Assigned task: Write exactly, with no line omitted or added, the span beginning at the line that holds "Guideline: for every instance of the white x-leg" and ending at the last line of the records.

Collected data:
▼

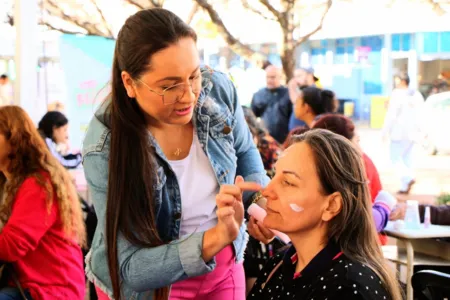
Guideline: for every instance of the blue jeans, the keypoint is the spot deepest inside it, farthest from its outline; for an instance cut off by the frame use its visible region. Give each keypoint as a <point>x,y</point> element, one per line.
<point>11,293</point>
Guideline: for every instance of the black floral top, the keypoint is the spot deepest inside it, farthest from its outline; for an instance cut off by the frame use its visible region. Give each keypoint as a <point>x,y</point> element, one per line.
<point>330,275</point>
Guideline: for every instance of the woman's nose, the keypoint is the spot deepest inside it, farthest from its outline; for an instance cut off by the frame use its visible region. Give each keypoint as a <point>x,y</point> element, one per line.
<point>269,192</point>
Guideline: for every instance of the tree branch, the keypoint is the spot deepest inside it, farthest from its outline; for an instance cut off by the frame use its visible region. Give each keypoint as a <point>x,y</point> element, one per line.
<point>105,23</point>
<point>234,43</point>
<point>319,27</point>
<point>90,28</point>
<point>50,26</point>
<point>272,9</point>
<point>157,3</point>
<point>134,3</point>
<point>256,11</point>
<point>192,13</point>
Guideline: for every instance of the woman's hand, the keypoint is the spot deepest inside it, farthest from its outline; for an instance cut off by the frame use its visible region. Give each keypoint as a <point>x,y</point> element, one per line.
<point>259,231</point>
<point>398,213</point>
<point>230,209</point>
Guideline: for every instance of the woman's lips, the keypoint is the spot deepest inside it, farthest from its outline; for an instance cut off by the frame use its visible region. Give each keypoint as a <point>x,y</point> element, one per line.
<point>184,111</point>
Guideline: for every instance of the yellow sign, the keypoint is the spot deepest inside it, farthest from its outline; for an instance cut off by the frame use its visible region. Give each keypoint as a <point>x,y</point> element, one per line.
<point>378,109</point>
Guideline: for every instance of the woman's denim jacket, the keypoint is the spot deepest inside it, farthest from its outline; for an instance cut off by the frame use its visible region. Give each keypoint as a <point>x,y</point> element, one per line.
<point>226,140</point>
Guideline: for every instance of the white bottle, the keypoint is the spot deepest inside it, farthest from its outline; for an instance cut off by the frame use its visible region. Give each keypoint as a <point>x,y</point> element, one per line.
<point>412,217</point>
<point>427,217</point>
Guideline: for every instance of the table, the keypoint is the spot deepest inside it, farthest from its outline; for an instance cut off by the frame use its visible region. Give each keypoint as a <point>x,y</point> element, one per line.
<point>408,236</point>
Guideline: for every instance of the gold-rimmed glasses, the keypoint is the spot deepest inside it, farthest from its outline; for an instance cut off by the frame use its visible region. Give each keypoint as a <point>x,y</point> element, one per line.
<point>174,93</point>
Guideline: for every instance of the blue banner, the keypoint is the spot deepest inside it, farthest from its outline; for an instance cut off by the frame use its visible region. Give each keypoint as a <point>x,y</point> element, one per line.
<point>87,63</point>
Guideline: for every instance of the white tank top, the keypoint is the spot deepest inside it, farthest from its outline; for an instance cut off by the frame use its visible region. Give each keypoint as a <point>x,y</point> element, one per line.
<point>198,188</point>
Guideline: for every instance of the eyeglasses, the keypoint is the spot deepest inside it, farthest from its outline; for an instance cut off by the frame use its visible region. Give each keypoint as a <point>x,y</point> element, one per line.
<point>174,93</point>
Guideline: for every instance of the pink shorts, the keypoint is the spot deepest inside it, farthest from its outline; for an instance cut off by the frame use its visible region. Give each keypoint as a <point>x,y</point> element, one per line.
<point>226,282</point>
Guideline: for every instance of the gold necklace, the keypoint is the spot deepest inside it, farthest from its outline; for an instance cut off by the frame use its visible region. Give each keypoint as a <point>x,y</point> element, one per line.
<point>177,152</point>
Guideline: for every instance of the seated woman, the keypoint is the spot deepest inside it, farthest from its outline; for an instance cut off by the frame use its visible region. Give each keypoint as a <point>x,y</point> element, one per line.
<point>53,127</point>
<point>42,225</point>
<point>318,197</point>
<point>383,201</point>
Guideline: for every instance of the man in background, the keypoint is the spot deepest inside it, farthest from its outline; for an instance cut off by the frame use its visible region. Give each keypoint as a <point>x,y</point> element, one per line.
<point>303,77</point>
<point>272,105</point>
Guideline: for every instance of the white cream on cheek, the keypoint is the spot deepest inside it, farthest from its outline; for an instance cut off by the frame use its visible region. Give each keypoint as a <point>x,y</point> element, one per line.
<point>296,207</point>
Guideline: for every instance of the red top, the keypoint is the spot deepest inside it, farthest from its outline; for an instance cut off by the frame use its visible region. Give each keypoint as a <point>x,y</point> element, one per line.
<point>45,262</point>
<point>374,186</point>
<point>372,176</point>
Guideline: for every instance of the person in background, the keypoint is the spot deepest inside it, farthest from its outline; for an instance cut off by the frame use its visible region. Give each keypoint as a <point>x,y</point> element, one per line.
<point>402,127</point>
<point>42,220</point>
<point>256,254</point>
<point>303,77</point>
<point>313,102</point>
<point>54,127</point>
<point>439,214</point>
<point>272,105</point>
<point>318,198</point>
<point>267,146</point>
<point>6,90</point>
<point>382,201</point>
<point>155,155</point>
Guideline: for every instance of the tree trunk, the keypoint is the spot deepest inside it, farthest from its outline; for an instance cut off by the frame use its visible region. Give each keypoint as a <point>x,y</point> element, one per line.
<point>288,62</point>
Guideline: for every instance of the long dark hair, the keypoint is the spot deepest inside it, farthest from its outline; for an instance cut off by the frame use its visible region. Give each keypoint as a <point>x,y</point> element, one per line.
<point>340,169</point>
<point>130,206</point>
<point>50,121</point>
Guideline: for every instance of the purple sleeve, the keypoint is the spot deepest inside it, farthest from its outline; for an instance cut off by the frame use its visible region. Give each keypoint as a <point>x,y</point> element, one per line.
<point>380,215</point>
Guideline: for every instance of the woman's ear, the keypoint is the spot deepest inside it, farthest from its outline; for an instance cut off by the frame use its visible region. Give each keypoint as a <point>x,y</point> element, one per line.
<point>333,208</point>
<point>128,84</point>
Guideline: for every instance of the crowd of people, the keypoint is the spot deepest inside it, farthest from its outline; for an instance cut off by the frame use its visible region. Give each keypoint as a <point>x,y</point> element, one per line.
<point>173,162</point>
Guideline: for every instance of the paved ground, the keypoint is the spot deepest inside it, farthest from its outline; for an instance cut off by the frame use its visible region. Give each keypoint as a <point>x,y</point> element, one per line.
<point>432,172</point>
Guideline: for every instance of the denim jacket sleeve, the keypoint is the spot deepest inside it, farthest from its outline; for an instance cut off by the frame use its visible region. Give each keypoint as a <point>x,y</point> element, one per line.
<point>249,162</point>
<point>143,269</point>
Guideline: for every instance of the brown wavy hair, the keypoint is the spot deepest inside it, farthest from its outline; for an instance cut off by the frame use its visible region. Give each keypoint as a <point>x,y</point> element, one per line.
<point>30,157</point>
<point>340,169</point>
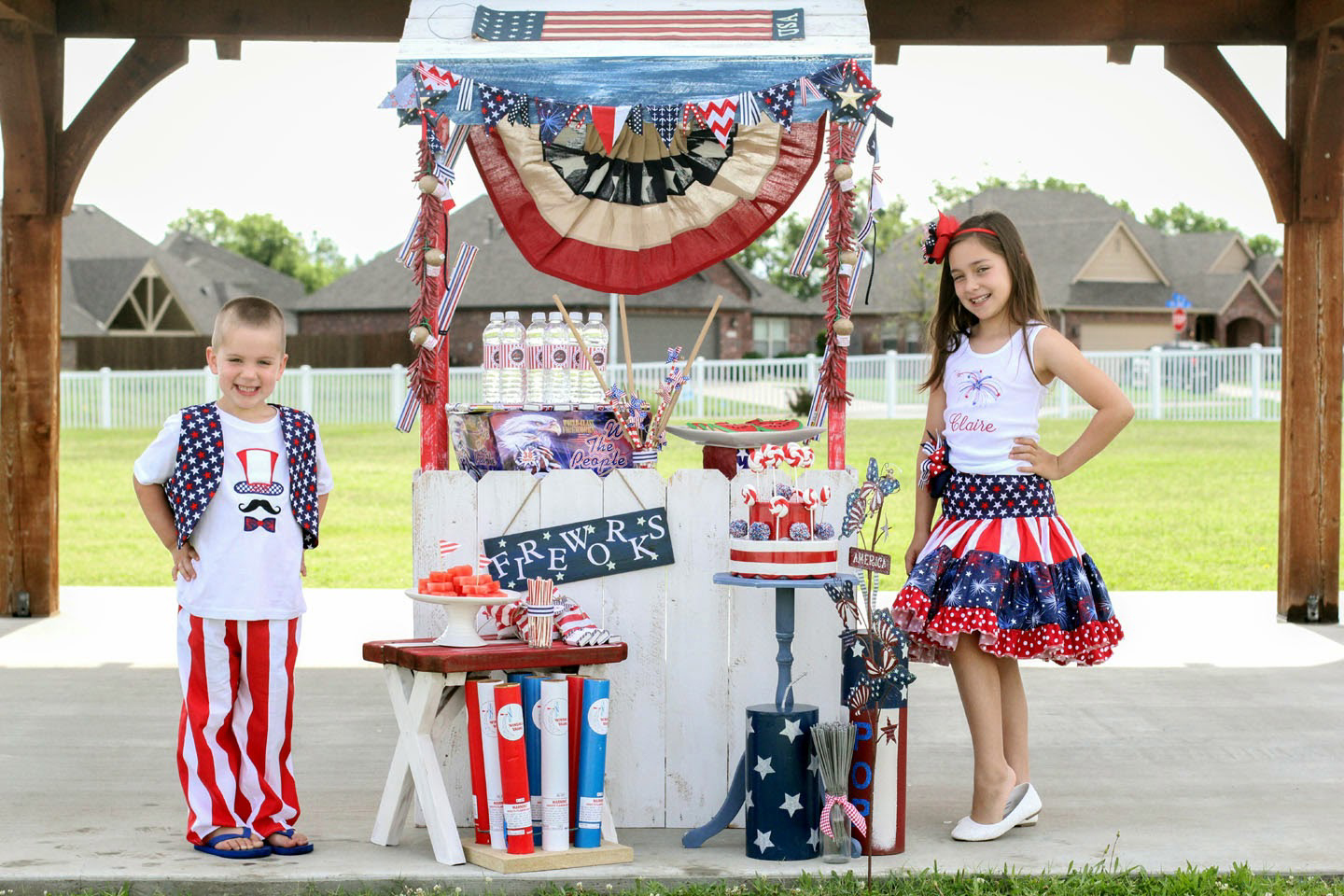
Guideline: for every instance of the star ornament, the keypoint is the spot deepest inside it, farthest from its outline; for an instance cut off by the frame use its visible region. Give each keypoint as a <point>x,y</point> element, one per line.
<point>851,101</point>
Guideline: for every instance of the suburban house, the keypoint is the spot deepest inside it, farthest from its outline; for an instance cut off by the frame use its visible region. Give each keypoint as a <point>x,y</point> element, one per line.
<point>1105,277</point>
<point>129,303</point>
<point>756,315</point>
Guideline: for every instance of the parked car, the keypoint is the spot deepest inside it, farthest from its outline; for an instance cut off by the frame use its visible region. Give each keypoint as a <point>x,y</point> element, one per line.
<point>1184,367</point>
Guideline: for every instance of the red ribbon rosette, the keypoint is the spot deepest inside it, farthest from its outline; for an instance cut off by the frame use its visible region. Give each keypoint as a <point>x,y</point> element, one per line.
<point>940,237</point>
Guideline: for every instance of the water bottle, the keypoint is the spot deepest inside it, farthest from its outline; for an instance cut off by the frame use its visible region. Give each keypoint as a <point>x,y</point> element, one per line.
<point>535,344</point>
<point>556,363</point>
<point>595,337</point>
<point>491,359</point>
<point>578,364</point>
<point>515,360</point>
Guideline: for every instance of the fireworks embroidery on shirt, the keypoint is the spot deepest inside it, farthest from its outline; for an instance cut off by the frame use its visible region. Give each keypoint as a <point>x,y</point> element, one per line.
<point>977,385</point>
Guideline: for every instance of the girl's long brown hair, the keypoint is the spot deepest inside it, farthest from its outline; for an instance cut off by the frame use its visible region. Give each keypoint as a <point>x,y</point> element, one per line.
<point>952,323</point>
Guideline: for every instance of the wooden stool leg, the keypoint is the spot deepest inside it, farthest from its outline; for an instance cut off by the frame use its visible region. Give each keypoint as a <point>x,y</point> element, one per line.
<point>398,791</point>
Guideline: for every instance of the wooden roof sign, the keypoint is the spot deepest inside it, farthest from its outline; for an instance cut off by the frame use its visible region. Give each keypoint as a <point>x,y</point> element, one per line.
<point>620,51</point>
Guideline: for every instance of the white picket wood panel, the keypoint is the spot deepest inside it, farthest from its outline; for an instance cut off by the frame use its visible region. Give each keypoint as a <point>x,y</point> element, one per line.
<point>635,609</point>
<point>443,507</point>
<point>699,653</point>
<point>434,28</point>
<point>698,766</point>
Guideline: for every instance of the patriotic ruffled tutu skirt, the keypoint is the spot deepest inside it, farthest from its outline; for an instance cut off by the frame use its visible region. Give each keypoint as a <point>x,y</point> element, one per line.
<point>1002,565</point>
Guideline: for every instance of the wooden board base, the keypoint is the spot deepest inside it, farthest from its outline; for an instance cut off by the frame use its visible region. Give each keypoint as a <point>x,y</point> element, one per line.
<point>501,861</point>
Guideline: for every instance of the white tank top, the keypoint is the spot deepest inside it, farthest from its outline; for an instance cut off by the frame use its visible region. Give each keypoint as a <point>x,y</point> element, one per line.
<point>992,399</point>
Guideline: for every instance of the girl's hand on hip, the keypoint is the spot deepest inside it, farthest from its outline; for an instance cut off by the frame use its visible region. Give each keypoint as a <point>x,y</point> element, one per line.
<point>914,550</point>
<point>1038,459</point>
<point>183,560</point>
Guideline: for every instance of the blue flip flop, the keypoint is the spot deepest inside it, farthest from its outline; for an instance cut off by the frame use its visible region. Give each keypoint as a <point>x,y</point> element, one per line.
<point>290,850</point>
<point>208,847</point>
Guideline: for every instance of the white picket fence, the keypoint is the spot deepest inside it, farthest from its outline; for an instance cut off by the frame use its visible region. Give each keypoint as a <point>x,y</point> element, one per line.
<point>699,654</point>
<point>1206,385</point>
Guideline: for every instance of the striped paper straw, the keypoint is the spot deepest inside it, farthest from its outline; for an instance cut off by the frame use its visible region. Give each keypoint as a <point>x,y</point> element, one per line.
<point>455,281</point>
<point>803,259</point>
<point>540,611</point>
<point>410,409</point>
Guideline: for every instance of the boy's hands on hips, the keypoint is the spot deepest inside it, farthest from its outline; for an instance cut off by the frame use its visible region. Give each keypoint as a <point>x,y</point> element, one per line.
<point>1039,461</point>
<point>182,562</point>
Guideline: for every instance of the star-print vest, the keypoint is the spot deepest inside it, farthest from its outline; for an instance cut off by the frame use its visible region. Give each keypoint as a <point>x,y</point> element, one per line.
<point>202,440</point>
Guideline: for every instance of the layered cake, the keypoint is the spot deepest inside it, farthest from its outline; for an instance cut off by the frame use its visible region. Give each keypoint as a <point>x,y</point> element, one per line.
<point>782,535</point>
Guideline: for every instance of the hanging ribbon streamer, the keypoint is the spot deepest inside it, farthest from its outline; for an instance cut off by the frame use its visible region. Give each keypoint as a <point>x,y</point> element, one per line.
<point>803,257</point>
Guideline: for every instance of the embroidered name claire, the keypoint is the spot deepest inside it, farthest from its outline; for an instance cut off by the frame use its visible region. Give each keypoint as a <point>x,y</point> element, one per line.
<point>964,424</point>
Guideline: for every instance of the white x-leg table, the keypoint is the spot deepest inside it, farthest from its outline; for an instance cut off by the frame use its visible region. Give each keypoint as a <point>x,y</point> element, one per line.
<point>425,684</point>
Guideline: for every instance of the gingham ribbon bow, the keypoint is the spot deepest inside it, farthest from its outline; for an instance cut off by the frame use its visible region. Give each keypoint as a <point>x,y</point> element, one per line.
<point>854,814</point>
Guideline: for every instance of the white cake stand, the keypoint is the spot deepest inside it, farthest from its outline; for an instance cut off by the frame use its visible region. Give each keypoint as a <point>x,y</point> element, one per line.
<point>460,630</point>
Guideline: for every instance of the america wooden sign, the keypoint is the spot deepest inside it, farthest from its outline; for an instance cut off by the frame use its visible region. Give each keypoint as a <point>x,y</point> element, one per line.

▲

Response:
Guideline: for every instance of the white x-leg table, the keypoint is the spot deepest inside it, farthest from its outline; for an instance cut off by the frame use its visible region. Give each keypoint as a <point>x,y</point> element, one per line.
<point>425,684</point>
Guideline: for every instance of the gingham ribbon bow, the keypoint is the spot deepest inside it, farthest from its outline; for an instance cut off by the frame use its visible region. Give each keypoint as a <point>x,y</point> element, one per line.
<point>854,814</point>
Guideline: for every instance of the white cake stand, the keypoint is the spot deepest inside it, farthest from its outline; for an instance cut off by the frame use its visible region. Give each keypoint as a <point>x,y</point> element, one per line.
<point>460,630</point>
Guideline: for every instance of the america wooden sign, the keypoint is the spot deepest inside it, farthest from its outline; for an instance cut off by the frame use its visible region. Give each keypoint as a <point>x,y</point> element, one per line.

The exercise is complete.